● **WORK TASK**
This exercise asks for every record to be output again exactly.

● **RECORDS FOR THIS EXERCISE**

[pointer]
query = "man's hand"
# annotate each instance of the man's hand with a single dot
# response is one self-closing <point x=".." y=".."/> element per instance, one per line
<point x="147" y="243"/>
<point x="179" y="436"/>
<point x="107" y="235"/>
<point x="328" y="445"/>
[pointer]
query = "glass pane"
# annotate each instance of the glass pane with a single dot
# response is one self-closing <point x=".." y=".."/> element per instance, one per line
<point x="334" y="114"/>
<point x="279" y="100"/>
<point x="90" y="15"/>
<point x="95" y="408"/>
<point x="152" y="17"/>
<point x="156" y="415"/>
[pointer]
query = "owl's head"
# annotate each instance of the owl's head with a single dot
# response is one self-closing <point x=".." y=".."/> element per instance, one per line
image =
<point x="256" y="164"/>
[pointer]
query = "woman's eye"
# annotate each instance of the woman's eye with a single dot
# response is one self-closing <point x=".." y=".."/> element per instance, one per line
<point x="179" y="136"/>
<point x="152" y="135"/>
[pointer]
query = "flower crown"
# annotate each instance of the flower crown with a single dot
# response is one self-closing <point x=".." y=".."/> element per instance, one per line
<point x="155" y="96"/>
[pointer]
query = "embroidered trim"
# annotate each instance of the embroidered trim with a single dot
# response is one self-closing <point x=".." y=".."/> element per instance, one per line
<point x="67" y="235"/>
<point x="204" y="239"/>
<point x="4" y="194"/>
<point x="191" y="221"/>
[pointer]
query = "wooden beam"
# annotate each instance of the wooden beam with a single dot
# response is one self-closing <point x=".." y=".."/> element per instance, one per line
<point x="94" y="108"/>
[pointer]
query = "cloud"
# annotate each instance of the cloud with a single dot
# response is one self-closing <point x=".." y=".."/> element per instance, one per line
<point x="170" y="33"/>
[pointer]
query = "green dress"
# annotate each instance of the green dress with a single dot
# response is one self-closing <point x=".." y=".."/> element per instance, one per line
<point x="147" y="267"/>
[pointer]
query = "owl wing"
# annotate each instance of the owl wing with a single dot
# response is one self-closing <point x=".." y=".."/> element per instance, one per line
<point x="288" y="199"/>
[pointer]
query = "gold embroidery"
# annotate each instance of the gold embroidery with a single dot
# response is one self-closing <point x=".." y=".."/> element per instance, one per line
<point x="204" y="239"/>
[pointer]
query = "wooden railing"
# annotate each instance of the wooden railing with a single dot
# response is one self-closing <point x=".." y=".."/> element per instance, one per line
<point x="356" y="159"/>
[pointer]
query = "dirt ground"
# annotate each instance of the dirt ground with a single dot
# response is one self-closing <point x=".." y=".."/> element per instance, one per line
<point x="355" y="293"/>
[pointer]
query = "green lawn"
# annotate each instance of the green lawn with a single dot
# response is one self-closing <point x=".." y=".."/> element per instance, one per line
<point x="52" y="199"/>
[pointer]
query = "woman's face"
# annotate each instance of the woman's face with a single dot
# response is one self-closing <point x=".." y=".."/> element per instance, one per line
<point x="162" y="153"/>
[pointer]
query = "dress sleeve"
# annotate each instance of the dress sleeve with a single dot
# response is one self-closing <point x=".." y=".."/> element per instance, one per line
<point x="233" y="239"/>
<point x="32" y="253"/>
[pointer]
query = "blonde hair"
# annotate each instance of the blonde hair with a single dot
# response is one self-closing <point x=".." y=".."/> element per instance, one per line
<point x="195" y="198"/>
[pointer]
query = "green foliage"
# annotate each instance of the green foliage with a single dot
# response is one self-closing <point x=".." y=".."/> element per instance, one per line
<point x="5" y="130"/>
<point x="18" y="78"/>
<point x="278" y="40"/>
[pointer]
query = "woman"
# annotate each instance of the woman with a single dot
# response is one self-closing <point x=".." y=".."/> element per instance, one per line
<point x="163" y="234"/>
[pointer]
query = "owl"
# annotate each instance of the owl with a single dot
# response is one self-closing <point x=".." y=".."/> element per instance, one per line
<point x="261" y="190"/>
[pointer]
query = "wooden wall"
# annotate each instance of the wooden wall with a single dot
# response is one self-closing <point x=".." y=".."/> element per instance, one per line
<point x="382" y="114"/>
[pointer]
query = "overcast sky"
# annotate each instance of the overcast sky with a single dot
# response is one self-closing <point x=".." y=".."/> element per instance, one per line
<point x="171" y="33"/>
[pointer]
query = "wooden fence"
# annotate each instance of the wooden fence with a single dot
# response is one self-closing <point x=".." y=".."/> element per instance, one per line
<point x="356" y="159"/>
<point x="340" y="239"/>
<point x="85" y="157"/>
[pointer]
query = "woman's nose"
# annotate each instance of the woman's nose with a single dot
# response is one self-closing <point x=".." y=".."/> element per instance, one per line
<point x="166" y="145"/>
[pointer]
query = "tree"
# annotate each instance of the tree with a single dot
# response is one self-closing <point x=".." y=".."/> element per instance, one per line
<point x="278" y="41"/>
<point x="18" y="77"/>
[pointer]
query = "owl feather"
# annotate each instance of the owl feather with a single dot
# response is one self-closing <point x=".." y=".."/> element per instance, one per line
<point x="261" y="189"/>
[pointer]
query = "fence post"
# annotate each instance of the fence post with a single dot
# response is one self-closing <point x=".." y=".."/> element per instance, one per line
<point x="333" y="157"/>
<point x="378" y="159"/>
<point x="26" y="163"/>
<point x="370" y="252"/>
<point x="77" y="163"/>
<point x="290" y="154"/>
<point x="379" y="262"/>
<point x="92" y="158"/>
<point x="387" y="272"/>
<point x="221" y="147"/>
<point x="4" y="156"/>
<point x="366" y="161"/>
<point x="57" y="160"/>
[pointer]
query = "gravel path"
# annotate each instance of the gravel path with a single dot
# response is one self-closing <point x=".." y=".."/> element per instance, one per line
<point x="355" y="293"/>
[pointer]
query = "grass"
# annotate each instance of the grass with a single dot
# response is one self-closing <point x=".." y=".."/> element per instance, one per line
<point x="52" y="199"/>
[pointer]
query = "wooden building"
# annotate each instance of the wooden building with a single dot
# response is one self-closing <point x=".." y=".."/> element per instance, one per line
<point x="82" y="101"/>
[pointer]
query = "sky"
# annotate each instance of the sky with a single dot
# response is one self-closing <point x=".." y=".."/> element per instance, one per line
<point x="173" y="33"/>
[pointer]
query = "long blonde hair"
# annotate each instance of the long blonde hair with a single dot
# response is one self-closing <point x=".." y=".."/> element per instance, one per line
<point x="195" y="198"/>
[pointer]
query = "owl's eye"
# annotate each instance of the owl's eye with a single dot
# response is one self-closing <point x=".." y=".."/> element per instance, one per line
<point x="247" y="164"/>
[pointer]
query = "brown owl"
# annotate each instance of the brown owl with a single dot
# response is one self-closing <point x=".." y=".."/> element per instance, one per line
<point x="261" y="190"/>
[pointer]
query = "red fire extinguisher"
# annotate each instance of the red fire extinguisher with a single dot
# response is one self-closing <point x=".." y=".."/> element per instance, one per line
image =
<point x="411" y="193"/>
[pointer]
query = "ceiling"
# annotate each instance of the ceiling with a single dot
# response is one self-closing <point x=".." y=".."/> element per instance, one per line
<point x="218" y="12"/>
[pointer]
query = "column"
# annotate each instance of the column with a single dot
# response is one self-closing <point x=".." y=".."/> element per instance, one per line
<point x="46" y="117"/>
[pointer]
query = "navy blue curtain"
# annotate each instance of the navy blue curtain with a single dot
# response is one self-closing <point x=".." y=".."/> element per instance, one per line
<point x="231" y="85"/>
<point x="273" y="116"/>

● **ANSWER BOX**
[pointer]
query = "man's hand"
# annotate each instance of the man's hand with a single dot
# response is one self-closing <point x=".." y=".."/> element per instance, one per line
<point x="147" y="243"/>
<point x="179" y="436"/>
<point x="107" y="235"/>
<point x="328" y="445"/>
[pointer]
query = "glass pane"
# annotate each instance of the glass pane with a single dot
# response is one self-closing <point x=".." y=".."/> element per instance, one per line
<point x="334" y="114"/>
<point x="279" y="100"/>
<point x="90" y="15"/>
<point x="95" y="408"/>
<point x="152" y="17"/>
<point x="156" y="415"/>
[pointer]
query = "owl's head"
# annotate each instance of the owl's head with a single dot
# response is one self-closing <point x=".." y=".."/> element per instance, one per line
image =
<point x="256" y="164"/>
[pointer]
query = "woman's eye"
# annotate each instance of the woman's eye with a single dot
# response is one self-closing <point x=".." y=".."/> element per instance, one per line
<point x="179" y="136"/>
<point x="152" y="135"/>
[pointer]
query = "flower crown"
# annotate each instance of the flower crown with a single dot
# response is one self-closing <point x=".." y=".."/> element per instance, one per line
<point x="155" y="96"/>
[pointer]
query = "embroidered trim"
# annotate each instance of the embroidered trim with a single dot
# response is one self-closing <point x=".." y=".."/> element per instance, one per line
<point x="67" y="235"/>
<point x="204" y="239"/>
<point x="4" y="194"/>
<point x="191" y="221"/>
[pointer]
query = "wooden beam"
# annotate each instance of the wooden beam with a single dot
# response is one self-closing <point x=".." y=".."/> element per instance, one per line
<point x="94" y="108"/>
[pointer]
query = "cloud"
# annotate each instance of the cloud with a single dot
# response is one self-closing <point x=".." y=".."/> element per instance, one per line
<point x="170" y="33"/>
[pointer]
query = "green dress"
# annotate each instance of the green dress with a single dot
# response is one self-closing <point x=".." y=".."/> element per instance, one per line
<point x="147" y="267"/>
[pointer]
query = "owl wing"
# annotate each instance of the owl wing with a single dot
# response is one self-closing <point x=".." y=".."/> element per instance, one per line
<point x="288" y="199"/>
[pointer]
query = "gold embroidery"
# annotate each instance of the gold embroidery with a single dot
# response is one self-closing <point x=".." y=".."/> element per instance, one per line
<point x="204" y="239"/>
[pointer]
query = "wooden railing"
# annotate each instance of the wooden railing with a single dot
# response is one self-closing <point x=".." y=".."/> element per instance, one per line
<point x="356" y="159"/>
[pointer]
query = "dirt ground"
# annotate each instance of the dirt ground with a single dot
# response is one self-closing <point x=".." y=".."/> element per instance, one per line
<point x="355" y="293"/>
[pointer]
query = "green lawn"
# annotate each instance of the green lawn with a single dot
# response is one self-closing <point x=".." y=".."/> element per instance, one per line
<point x="52" y="199"/>
[pointer]
query = "woman's face"
# annotate each instance of the woman's face with a single dot
# response is one self-closing <point x=".." y=".."/> element per instance, one per line
<point x="162" y="153"/>
[pointer]
query = "dress sleeve"
# annotate each instance of the dress sleeve with a single dot
# response is one self-closing <point x=".." y=".."/> element per instance, one per line
<point x="233" y="239"/>
<point x="32" y="253"/>
[pointer]
query = "blonde hair"
# annotate each instance of the blonde hair with a single dot
# response is one self-closing <point x=".." y=".."/> element per instance, one per line
<point x="195" y="198"/>
[pointer]
query = "green foliage"
# annotate each instance of the green foliage with a single dot
# response is one self-closing <point x=".." y=".."/> element per instance, one per line
<point x="5" y="130"/>
<point x="18" y="78"/>
<point x="278" y="40"/>
[pointer]
query = "woman"
# annotate each instance of the woman with a single dot
# response is one self-closing <point x=".." y=".."/> element per instance, one per line
<point x="163" y="234"/>
[pointer]
query = "owl"
# annotate each instance of the owl with a single dot
# response is one self-closing <point x=".." y=".."/> element per instance, one per line
<point x="261" y="190"/>
[pointer]
query = "wooden wall"
# annotate each instance of the wooden wall with a single dot
# response is one self-closing <point x=".." y=".."/> element per instance, one per line
<point x="382" y="114"/>
[pointer]
query = "overcast sky"
# annotate each instance of the overcast sky with a single dot
# response is one self-closing <point x=".." y=".."/> element per instance, one per line
<point x="171" y="33"/>
[pointer]
query = "wooden fence"
# annotate each instance of the wooden fence with a single dot
# response is one self-closing <point x=".." y=".."/> element per instance, one per line
<point x="356" y="159"/>
<point x="340" y="239"/>
<point x="85" y="157"/>
[pointer]
query = "woman's nose"
# annotate each instance of the woman's nose with a single dot
# response is one self-closing <point x=".." y=".."/> element per instance, one per line
<point x="166" y="145"/>
[pointer]
query = "tree"
# annotate each instance of the tree with a single dot
# response is one self-closing <point x=".." y=".."/> element per instance, one per line
<point x="278" y="41"/>
<point x="18" y="77"/>
[pointer]
query = "owl feather"
# annotate each instance of the owl feather with a single dot
# response is one self-closing <point x=".." y=".."/> element per instance, one per line
<point x="261" y="189"/>
[pointer]
query = "fence post"
# annotate each instance of the fence post with a single dot
# response is one self-closing <point x=".." y=".."/> element per instance, one per line
<point x="333" y="157"/>
<point x="378" y="159"/>
<point x="26" y="163"/>
<point x="370" y="252"/>
<point x="77" y="163"/>
<point x="290" y="154"/>
<point x="379" y="262"/>
<point x="92" y="158"/>
<point x="387" y="272"/>
<point x="221" y="147"/>
<point x="4" y="156"/>
<point x="366" y="161"/>
<point x="57" y="160"/>
[pointer]
query = "gravel path"
# annotate each instance of the gravel path with a single dot
# response is one self-closing <point x=".." y=".."/> element per instance, one per line
<point x="355" y="293"/>
[pointer]
query = "grass"
# annotate each instance of the grass with a single dot
# response is one self-closing <point x=".." y=".."/> element per instance, one per line
<point x="52" y="199"/>
[pointer]
query = "wooden building"
# annotate each instance of the wooden building with a single dot
# response is one self-closing <point x=".." y=".."/> element per instance, one per line
<point x="82" y="101"/>
[pointer]
query = "sky"
# annotate each instance of the sky with a single dot
# response is one self-closing <point x=".." y=".."/> element per instance, one per line
<point x="173" y="33"/>
[pointer]
query = "long blonde hair"
# annotate each instance of the long blonde hair with a single dot
# response is one self-closing <point x=".." y=".."/> element per instance, one per line
<point x="195" y="198"/>
[pointer]
query = "owl's eye"
# annotate each instance of the owl's eye with a single dot
# response is one self-closing <point x=".." y=".."/> element per instance, one per line
<point x="247" y="164"/>
[pointer]
query = "brown owl"
# annotate each instance of the brown owl with a single dot
# response is one self-closing <point x=".." y=".."/> element per instance, one per line
<point x="261" y="190"/>
[pointer]
query = "red fire extinguisher"
# annotate each instance of the red fire extinguisher with a single dot
# response is one self-closing <point x=".." y=".."/> element per instance, one per line
image =
<point x="411" y="193"/>
[pointer]
query = "ceiling"
# annotate each instance of the ceiling with a single dot
# response is one self-closing <point x=".." y=".."/> element per instance, one per line
<point x="218" y="12"/>
[pointer]
query = "column"
# annotate each instance of the column with a single dot
# response is one self-closing <point x=".." y=".."/> element per instance, one per line
<point x="46" y="117"/>
[pointer]
query = "navy blue curtain"
# annotate each instance of the navy blue curtain with a single dot
# response is one self-closing <point x=".." y=".."/> element per instance, one per line
<point x="231" y="85"/>
<point x="273" y="116"/>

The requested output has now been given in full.